▸ **WORK TO COMPLETE**:
Copy nothing but the lines below running from the line containing "Where can the conifer" through the line containing "Where can the cumulus", both end lines included.

▸ **DATA PROVIDED**:
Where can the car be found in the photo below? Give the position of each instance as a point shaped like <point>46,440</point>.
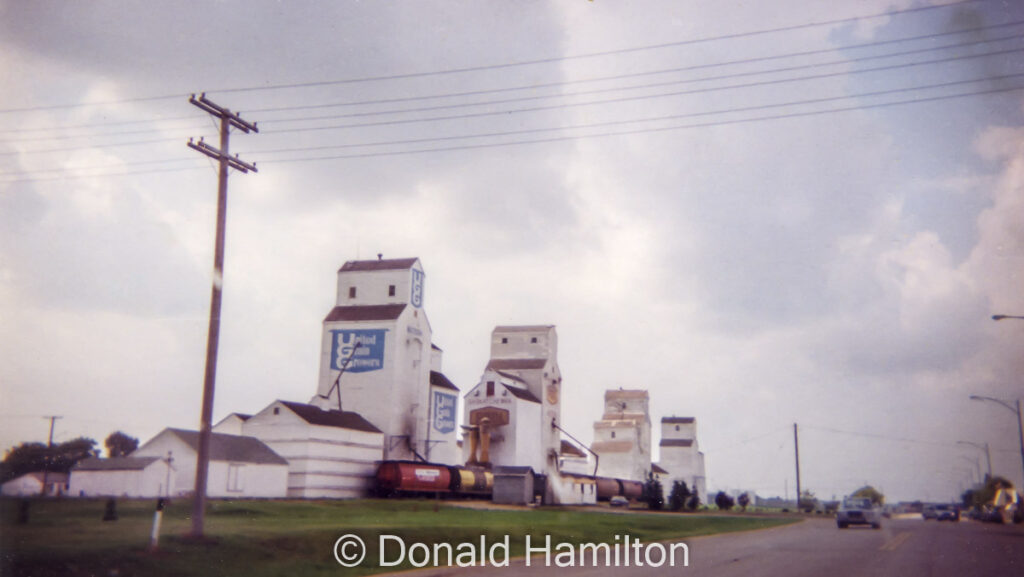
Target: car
<point>858,510</point>
<point>946,512</point>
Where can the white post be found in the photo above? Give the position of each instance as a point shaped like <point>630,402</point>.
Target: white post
<point>157,518</point>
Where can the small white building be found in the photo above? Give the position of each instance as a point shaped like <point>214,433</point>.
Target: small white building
<point>240,466</point>
<point>330,453</point>
<point>31,484</point>
<point>123,477</point>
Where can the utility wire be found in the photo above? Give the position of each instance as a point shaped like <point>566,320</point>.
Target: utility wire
<point>627,98</point>
<point>658,129</point>
<point>792,28</point>
<point>733,36</point>
<point>634,121</point>
<point>666,71</point>
<point>691,115</point>
<point>599,91</point>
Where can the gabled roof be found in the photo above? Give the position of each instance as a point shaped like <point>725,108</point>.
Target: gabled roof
<point>231,447</point>
<point>379,264</point>
<point>510,376</point>
<point>570,449</point>
<point>516,364</point>
<point>438,379</point>
<point>676,443</point>
<point>366,313</point>
<point>521,328</point>
<point>340,419</point>
<point>51,478</point>
<point>521,394</point>
<point>116,463</point>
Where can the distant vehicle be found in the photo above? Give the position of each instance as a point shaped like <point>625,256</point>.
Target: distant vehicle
<point>946,512</point>
<point>858,510</point>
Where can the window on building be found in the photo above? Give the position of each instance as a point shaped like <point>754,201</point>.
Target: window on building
<point>235,478</point>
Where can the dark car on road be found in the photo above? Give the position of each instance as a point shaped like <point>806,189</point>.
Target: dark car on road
<point>857,510</point>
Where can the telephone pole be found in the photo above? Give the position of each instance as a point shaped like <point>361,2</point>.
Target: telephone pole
<point>221,155</point>
<point>796,446</point>
<point>49,452</point>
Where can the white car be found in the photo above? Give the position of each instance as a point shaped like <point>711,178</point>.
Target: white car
<point>858,510</point>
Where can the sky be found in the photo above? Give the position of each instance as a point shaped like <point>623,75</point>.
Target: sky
<point>762,213</point>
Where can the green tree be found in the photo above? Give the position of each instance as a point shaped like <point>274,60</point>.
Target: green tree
<point>693,502</point>
<point>723,501</point>
<point>743,500</point>
<point>120,445</point>
<point>652,493</point>
<point>808,501</point>
<point>680,494</point>
<point>32,457</point>
<point>868,492</point>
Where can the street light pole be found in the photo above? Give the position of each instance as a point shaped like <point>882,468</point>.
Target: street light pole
<point>1017,411</point>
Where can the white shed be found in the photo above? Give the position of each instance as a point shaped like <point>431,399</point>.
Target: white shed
<point>240,466</point>
<point>122,477</point>
<point>331,454</point>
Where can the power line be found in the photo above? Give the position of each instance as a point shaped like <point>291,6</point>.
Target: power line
<point>598,125</point>
<point>672,117</point>
<point>553,59</point>
<point>613,89</point>
<point>101,175</point>
<point>670,71</point>
<point>630,98</point>
<point>791,28</point>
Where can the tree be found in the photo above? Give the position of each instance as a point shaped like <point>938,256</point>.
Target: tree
<point>808,501</point>
<point>652,493</point>
<point>32,457</point>
<point>868,492</point>
<point>120,445</point>
<point>724,501</point>
<point>680,494</point>
<point>694,501</point>
<point>743,500</point>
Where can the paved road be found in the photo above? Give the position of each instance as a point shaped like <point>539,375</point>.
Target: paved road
<point>816,547</point>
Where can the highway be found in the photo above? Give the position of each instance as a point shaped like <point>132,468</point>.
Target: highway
<point>905,547</point>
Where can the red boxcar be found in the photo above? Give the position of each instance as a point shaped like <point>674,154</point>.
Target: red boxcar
<point>412,478</point>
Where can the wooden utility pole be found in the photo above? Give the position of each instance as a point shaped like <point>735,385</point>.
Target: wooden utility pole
<point>227,121</point>
<point>49,453</point>
<point>796,446</point>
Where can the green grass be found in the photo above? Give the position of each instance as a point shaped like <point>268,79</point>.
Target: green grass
<point>263,538</point>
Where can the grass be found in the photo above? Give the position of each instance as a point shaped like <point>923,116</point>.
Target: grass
<point>263,538</point>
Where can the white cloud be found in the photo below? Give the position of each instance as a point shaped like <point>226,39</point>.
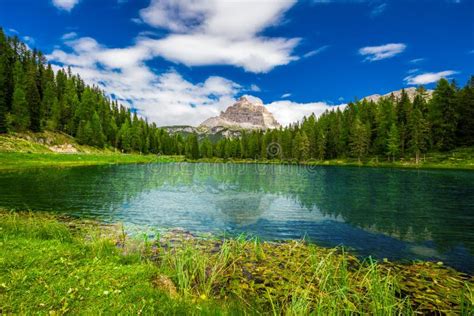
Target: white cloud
<point>287,112</point>
<point>375,53</point>
<point>252,54</point>
<point>66,5</point>
<point>165,98</point>
<point>316,51</point>
<point>212,32</point>
<point>201,33</point>
<point>378,10</point>
<point>28,39</point>
<point>417,60</point>
<point>69,36</point>
<point>255,88</point>
<point>428,77</point>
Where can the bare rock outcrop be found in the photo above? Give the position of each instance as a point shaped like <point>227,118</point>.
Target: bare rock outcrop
<point>243,114</point>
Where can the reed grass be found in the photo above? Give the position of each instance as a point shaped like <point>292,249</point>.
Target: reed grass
<point>57,266</point>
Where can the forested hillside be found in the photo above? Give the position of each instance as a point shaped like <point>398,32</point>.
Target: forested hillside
<point>35,98</point>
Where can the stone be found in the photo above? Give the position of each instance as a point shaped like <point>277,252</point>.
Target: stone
<point>243,114</point>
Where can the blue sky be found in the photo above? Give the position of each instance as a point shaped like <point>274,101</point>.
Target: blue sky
<point>179,62</point>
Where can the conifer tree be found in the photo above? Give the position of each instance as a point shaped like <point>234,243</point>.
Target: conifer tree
<point>418,128</point>
<point>443,116</point>
<point>98,137</point>
<point>20,118</point>
<point>359,140</point>
<point>465,127</point>
<point>393,144</point>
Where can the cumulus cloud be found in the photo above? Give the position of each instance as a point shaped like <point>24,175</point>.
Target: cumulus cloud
<point>378,9</point>
<point>255,88</point>
<point>287,112</point>
<point>200,33</point>
<point>417,60</point>
<point>316,51</point>
<point>165,98</point>
<point>212,32</point>
<point>374,53</point>
<point>429,77</point>
<point>69,36</point>
<point>66,5</point>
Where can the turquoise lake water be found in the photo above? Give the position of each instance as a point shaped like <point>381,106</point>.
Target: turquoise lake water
<point>386,213</point>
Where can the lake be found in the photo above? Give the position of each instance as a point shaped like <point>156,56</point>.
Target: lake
<point>386,213</point>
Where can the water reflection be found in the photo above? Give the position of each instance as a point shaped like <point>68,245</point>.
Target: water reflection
<point>394,213</point>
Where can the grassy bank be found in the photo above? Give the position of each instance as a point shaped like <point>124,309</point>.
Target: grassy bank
<point>462,159</point>
<point>9,161</point>
<point>28,150</point>
<point>56,265</point>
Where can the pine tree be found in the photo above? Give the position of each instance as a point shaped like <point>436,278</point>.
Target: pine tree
<point>443,116</point>
<point>124,137</point>
<point>84,133</point>
<point>320,143</point>
<point>304,147</point>
<point>403,112</point>
<point>393,144</point>
<point>359,140</point>
<point>33,98</point>
<point>98,137</point>
<point>51,107</point>
<point>418,128</point>
<point>465,106</point>
<point>20,120</point>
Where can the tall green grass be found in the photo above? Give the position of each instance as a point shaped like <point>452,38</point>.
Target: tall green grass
<point>57,267</point>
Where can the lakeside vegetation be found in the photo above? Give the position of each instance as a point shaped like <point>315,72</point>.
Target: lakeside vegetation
<point>35,98</point>
<point>58,265</point>
<point>30,150</point>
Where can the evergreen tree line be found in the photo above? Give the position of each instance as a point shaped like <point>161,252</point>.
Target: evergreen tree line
<point>390,128</point>
<point>35,98</point>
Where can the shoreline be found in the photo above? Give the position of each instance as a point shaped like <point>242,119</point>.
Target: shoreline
<point>185,270</point>
<point>23,160</point>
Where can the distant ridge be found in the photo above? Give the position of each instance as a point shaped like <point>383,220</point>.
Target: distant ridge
<point>243,114</point>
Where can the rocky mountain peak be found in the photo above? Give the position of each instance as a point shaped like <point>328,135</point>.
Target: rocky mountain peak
<point>243,114</point>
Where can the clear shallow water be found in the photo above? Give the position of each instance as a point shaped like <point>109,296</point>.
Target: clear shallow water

▸ **THE ANSWER**:
Where can the conifer tree be found in the photo above? Give the position of each instance as a point shaped like <point>234,243</point>.
Target: conifer tree
<point>418,128</point>
<point>443,116</point>
<point>98,137</point>
<point>20,118</point>
<point>359,140</point>
<point>465,127</point>
<point>393,144</point>
Where can the cumulus cloud be found in the photo above? Give the position of each instance as a point shaped like <point>24,175</point>.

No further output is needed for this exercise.